[Segmentation labeling entries]
— begin —

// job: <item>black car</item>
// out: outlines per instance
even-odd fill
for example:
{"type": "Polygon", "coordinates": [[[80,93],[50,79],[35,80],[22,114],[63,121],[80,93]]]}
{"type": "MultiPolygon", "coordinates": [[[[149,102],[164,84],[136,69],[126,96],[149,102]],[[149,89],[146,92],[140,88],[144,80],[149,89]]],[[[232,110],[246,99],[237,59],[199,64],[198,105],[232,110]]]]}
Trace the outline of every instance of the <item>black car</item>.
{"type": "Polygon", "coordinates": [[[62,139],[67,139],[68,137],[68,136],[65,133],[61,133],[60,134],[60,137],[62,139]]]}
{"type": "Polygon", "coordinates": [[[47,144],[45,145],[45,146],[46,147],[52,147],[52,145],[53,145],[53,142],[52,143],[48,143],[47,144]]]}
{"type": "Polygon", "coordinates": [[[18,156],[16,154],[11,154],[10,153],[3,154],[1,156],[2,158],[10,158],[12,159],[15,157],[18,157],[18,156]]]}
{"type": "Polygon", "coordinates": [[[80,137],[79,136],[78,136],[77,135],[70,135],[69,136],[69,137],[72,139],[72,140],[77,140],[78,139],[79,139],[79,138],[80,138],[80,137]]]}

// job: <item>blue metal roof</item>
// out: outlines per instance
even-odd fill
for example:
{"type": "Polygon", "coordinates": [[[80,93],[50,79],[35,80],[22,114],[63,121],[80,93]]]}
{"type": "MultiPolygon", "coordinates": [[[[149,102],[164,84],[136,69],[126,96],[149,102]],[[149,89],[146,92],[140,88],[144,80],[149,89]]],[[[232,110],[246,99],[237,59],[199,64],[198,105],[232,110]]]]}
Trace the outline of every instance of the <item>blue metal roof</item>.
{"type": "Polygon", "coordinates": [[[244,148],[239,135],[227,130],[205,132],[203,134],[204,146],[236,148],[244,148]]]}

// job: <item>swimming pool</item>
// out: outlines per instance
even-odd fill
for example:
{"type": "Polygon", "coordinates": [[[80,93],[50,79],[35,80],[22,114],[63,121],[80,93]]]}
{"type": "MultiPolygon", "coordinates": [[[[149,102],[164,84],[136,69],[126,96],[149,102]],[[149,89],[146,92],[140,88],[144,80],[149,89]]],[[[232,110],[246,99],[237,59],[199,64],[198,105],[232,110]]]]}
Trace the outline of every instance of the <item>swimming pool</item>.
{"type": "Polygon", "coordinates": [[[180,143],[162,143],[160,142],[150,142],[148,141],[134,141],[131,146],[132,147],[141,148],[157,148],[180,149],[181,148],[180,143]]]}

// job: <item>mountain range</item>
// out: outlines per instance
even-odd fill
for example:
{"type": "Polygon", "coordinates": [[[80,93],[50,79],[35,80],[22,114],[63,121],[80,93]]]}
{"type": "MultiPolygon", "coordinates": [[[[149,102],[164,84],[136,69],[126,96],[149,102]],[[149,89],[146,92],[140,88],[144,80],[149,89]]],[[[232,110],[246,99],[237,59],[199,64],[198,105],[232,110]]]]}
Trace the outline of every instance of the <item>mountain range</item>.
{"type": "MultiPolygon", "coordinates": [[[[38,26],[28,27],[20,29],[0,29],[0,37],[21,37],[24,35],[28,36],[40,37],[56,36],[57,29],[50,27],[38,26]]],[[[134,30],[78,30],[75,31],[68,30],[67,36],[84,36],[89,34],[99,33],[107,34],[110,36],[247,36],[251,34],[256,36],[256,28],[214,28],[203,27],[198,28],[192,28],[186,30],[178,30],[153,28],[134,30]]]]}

— end —

What is needed —
From the items above, pull out each line that contains the word "Trace" and list those lines in their original order.

Solution for this task —
Trace the outline of every instance of the <item>black car</item>.
Trace the outline of every instance of the <item>blue metal roof</item>.
Trace the outline of every instance of the <item>swimming pool</item>.
Trace the outline of every instance of the <item>mountain range</item>.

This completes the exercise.